═════ TASK INPUTS

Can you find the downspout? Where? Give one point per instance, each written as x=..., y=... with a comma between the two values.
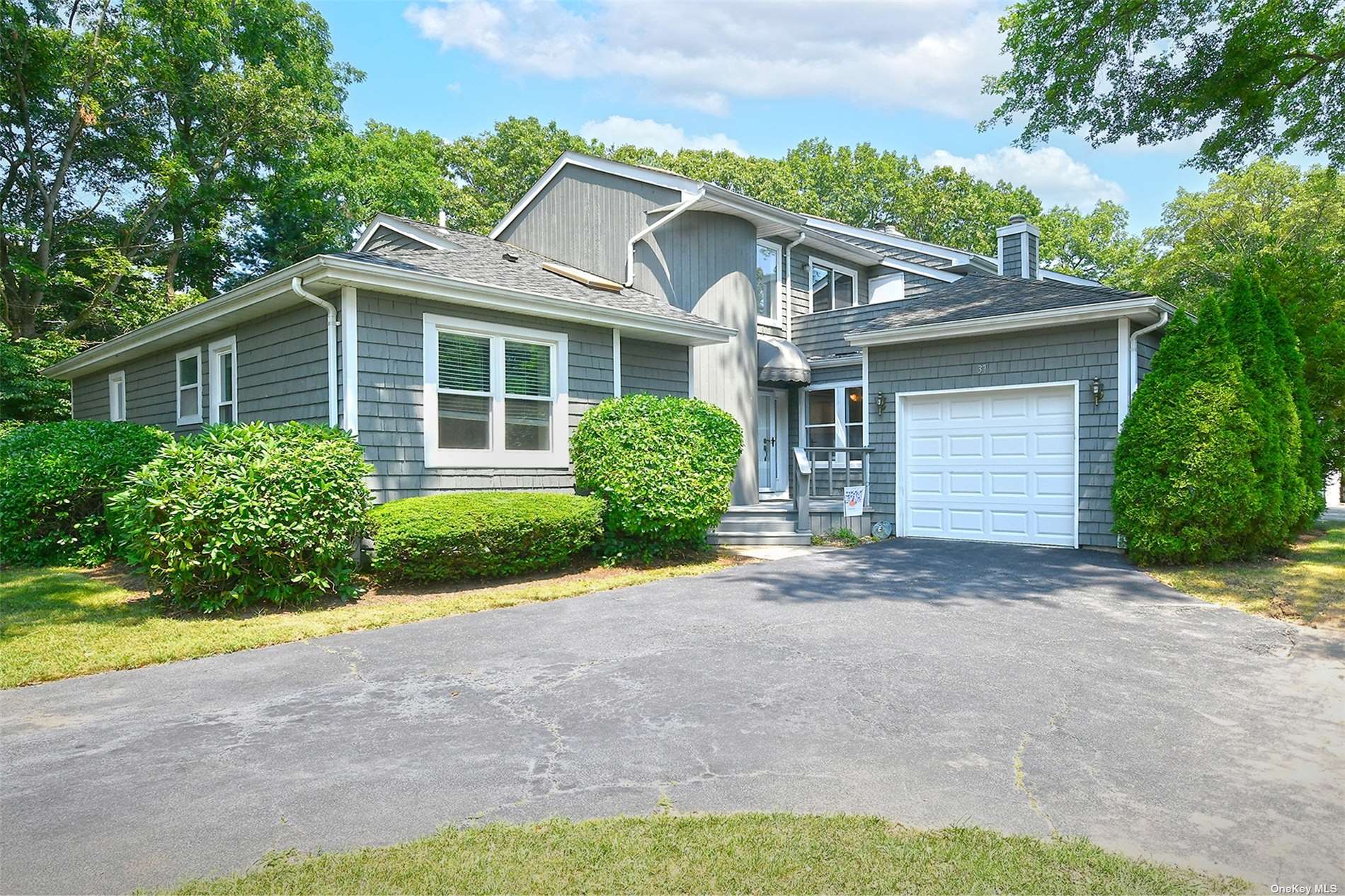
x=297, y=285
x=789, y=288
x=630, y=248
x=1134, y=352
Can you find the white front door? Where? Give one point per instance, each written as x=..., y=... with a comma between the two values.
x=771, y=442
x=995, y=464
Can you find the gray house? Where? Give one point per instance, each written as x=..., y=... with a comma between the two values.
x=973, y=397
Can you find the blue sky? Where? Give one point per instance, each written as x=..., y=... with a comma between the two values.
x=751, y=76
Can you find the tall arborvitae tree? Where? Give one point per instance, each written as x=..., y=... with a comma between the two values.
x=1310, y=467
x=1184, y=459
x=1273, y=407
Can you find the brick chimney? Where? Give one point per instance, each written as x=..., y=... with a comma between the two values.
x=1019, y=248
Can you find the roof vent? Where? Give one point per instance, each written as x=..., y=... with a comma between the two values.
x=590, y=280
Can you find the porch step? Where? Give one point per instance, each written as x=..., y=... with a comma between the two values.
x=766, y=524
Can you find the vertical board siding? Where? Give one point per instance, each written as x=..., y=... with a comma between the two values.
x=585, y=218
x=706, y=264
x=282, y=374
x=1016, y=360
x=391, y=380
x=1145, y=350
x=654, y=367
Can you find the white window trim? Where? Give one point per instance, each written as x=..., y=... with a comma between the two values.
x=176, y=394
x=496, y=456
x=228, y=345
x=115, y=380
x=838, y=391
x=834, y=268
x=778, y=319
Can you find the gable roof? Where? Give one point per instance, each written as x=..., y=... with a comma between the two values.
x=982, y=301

══════════
═════ TASK INPUTS

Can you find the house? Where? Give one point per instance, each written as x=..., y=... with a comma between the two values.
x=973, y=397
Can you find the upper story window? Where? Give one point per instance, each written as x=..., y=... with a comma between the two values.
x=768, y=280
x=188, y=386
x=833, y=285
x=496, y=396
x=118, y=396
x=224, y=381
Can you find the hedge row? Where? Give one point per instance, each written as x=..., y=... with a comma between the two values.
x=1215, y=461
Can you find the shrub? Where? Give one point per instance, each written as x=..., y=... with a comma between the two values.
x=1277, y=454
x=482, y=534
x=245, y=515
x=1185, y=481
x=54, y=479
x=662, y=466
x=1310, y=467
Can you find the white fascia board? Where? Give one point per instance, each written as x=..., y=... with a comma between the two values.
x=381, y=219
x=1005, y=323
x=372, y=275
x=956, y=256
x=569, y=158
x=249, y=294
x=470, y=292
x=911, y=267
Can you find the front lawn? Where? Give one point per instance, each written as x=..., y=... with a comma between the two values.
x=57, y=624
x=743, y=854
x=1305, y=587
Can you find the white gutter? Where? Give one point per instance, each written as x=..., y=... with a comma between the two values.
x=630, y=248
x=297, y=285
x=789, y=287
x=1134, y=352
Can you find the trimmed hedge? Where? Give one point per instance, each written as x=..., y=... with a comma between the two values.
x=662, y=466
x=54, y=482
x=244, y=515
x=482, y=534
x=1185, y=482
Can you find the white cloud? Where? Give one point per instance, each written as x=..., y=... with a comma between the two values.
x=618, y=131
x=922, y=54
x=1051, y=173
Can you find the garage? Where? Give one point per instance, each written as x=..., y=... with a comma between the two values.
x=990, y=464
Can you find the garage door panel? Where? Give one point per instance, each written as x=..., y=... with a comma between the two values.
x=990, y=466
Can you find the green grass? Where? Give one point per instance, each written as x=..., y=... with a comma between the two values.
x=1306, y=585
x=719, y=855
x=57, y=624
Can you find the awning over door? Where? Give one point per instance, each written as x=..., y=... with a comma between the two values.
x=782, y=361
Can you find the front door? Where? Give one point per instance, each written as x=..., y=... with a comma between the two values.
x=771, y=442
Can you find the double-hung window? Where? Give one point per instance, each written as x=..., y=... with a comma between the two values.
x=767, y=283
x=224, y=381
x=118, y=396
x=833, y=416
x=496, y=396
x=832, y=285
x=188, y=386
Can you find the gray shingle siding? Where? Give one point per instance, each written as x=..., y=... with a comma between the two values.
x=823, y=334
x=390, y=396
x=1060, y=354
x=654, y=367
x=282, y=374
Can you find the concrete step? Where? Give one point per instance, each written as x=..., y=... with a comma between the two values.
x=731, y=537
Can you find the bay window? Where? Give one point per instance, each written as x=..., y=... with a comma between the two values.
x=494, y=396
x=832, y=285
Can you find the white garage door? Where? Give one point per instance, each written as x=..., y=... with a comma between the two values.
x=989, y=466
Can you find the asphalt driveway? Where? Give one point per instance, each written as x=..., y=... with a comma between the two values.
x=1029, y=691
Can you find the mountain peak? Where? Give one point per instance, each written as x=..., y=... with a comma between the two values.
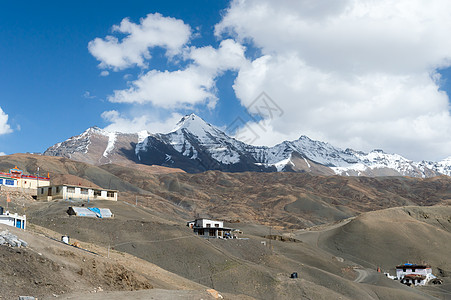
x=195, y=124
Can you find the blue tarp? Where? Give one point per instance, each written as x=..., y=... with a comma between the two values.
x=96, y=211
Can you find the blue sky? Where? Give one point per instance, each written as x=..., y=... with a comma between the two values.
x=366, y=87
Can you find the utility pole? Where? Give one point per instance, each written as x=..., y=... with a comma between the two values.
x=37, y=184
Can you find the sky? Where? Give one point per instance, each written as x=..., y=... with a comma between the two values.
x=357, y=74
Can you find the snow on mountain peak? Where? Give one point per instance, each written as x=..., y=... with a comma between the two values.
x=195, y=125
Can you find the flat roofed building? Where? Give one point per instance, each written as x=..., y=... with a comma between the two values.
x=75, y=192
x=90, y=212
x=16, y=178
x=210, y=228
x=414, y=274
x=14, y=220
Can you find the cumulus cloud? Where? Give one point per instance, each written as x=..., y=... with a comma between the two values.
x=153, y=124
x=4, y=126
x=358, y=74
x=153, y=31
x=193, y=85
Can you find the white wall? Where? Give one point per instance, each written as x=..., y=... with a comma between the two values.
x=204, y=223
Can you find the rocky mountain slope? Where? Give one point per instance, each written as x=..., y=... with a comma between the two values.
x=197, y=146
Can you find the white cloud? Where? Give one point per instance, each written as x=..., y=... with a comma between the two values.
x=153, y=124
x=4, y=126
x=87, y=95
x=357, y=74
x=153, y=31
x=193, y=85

══════════

• [STATED GOAL]: Rescale the part of the listing that opens with the line containing "Can you find the tall" and closes with the line containing "x=982, y=301", including both of those lines, and give only those lines again with every request kept. Multiply each x and y coordinate in the answers by 1.9 and round to whole numbers, with halves rounded up.

• [ANSWER FOR THE TASK]:
Can you find the tall arborvitae tree? Where? Give one point per instance, each written as x=..., y=... with a comma between the two values.
x=2489, y=887
x=2250, y=872
x=2419, y=773
Can you find the brick chimney? Where? Give one point per instance, each written as x=..., y=... with a comma between the two values.
x=1936, y=471
Can you find the roof vent? Where? Give one point per instance, each written as x=..., y=... with a comma between the two values.
x=1121, y=532
Can you find the porch step? Where? Give one point per instance, each written as x=..., y=... with a comma between the two values.
x=1455, y=996
Can you find the vertical board siding? Where? Give one point per instance, each written as x=..., y=... with a comma between the two values.
x=1112, y=414
x=1341, y=502
x=536, y=711
x=1930, y=684
x=743, y=722
x=2176, y=665
x=1243, y=697
Can you find the white window trim? Where? Give one point per instance, each written as x=..., y=... with a comma between the two values.
x=334, y=749
x=942, y=866
x=433, y=656
x=219, y=722
x=1592, y=743
x=1585, y=509
x=1478, y=606
Can you find the gable roof? Where? Give one point per instance, each written as x=..., y=... with a comma between the two values.
x=1866, y=572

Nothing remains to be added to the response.